### SOURCE DATA

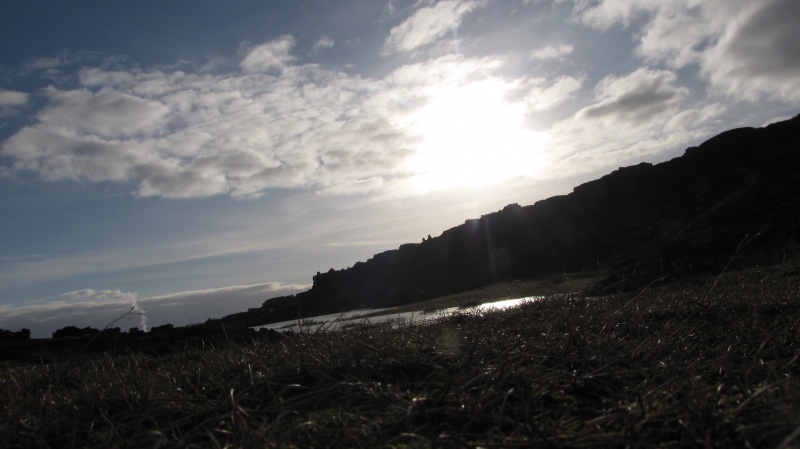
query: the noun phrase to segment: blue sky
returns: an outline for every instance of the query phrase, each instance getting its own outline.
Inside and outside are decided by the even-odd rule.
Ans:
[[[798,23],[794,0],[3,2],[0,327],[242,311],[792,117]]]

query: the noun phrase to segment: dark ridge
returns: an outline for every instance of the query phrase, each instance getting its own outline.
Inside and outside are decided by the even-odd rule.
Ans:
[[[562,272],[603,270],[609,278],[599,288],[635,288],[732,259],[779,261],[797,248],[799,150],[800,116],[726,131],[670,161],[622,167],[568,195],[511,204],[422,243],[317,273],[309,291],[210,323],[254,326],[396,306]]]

######
### SOURCE DATA

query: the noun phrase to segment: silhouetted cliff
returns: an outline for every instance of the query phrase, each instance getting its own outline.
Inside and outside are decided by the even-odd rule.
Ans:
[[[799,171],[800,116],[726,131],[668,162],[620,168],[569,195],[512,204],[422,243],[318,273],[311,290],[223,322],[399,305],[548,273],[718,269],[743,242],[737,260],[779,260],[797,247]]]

######

**WHAT YOU NEED TO DO**
Report the lines above that have the word "segment" in them.

**YOUR SOLUTION**
query: the noun phrase to segment: blue sky
query: the noun phrase to segment: dark ridge
query: the noun phrase to segment: silhouetted cliff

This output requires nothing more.